● **ASSIGNED TASK**: Reproduce word for word the part of the art market article below from "For a decade, contemporary" to "years of decline.".

● **PAGE EXCERPT**:
※ ※ ※

For much of the past decade, the art market behaved as though history had stopped. Collectors and speculators chased the wet paint with missionary zeal, convinced that the next studio visit might yield a future masterpiece (or a tidy return when flipped onto the secondary market). Auction houses obliged, turning evening sales into pageants for artists who barely had time to form a reputation.
That fever appears to have broken, according to the latest Art Basel & UBS Art Market Report, written by economist Clare McAndrew of Arts Economics. While the global art market returned to modest growth last year, reaching an estimated $59.6 billion in sales—a 4 percent increase after two years of decline—auction sales of postwar and contemporary art have continued to fall. Those categories generated $4.5 billion last year, compared with $8.5 billion in 2021.
Despite four consecutive years of decline, postwar and contemporary art remains the largest segment of the auction market, underscoring how central it has become to the trade over the past two decades.
For a decade, contemporary art seemed to eclipse everything else. Now collectors appear to be rediscovering the appeal of artists whose reputations were settled long ago. Impressionist and Post-Impressionist works rose 47 percent at auction last year, while Old Masters climbed 30 percent, reversing several years of decline.

※ ※ ※

● **SUPPLIED RECORDS**:

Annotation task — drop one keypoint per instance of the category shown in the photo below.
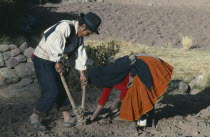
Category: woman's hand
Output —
(83, 78)
(59, 67)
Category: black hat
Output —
(92, 20)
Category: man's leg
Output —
(47, 78)
(63, 105)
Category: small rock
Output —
(195, 91)
(7, 76)
(12, 62)
(21, 58)
(99, 0)
(197, 81)
(90, 62)
(12, 46)
(195, 133)
(4, 48)
(25, 70)
(7, 55)
(2, 63)
(23, 46)
(25, 82)
(28, 52)
(183, 87)
(29, 60)
(35, 80)
(15, 52)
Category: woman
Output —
(149, 80)
(122, 87)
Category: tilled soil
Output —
(153, 23)
(175, 115)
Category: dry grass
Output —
(187, 64)
(186, 42)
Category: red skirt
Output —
(139, 100)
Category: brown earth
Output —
(150, 22)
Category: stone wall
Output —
(17, 72)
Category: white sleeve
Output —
(81, 58)
(56, 41)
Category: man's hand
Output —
(83, 78)
(59, 67)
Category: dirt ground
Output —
(149, 22)
(152, 22)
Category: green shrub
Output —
(101, 54)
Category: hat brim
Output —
(93, 30)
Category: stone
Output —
(25, 70)
(28, 52)
(90, 62)
(21, 58)
(7, 55)
(29, 60)
(197, 81)
(23, 46)
(12, 46)
(8, 76)
(2, 63)
(4, 48)
(26, 81)
(183, 87)
(35, 80)
(15, 52)
(99, 0)
(15, 90)
(12, 62)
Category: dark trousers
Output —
(52, 90)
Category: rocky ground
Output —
(151, 22)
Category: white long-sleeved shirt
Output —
(52, 47)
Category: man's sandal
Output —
(70, 124)
(37, 125)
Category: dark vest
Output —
(68, 48)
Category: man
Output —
(64, 38)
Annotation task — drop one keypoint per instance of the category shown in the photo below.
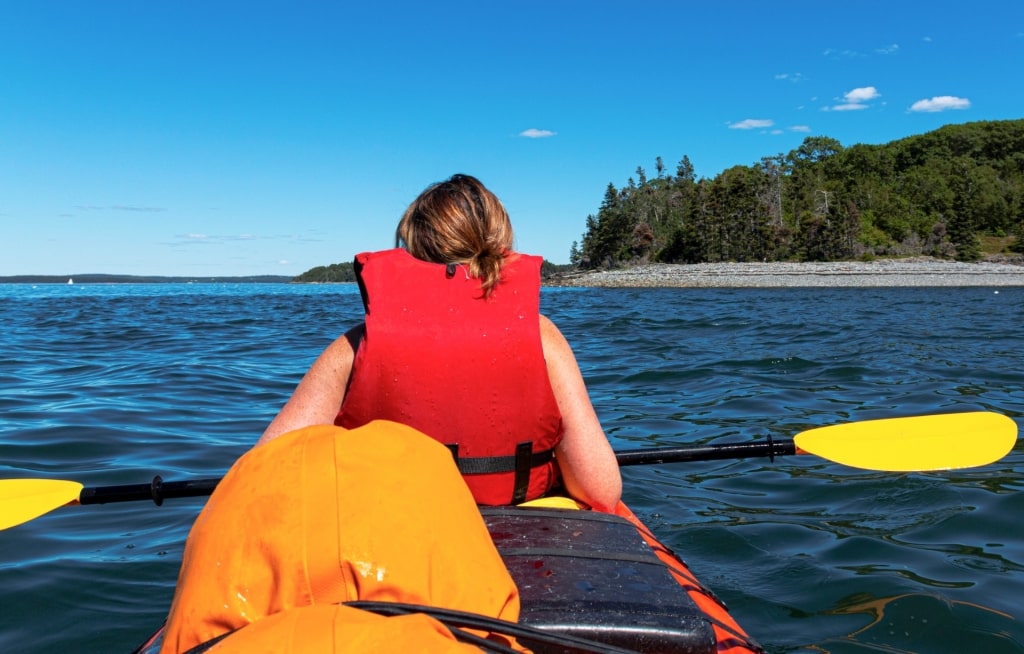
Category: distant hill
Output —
(130, 278)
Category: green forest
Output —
(938, 193)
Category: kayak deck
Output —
(603, 577)
(591, 575)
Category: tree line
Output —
(933, 193)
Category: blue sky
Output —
(218, 138)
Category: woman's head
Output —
(459, 221)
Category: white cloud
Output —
(848, 106)
(791, 77)
(861, 94)
(940, 103)
(752, 123)
(139, 209)
(537, 133)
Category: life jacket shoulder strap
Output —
(520, 463)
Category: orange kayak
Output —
(589, 577)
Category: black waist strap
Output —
(520, 463)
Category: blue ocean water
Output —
(114, 384)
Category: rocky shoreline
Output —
(887, 272)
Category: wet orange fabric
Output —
(314, 629)
(325, 515)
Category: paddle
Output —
(896, 444)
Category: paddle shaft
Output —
(770, 448)
(158, 489)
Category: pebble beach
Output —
(887, 272)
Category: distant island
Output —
(130, 278)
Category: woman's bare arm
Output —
(317, 397)
(585, 455)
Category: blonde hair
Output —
(459, 221)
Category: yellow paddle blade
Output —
(23, 499)
(906, 444)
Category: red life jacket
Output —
(467, 371)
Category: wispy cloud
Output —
(856, 99)
(940, 103)
(537, 133)
(752, 123)
(791, 77)
(844, 54)
(138, 209)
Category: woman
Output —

※ ※ ※

● **ANSWER SPACE**:
For a decade, contemporary art seemed to eclipse everything else. Now collectors appear to be rediscovering the appeal of artists whose reputations were settled long ago. Impressionist and Post-Impressionist works rose 47 percent at auction last year, while Old Masters climbed 30 percent, reversing several years of decline.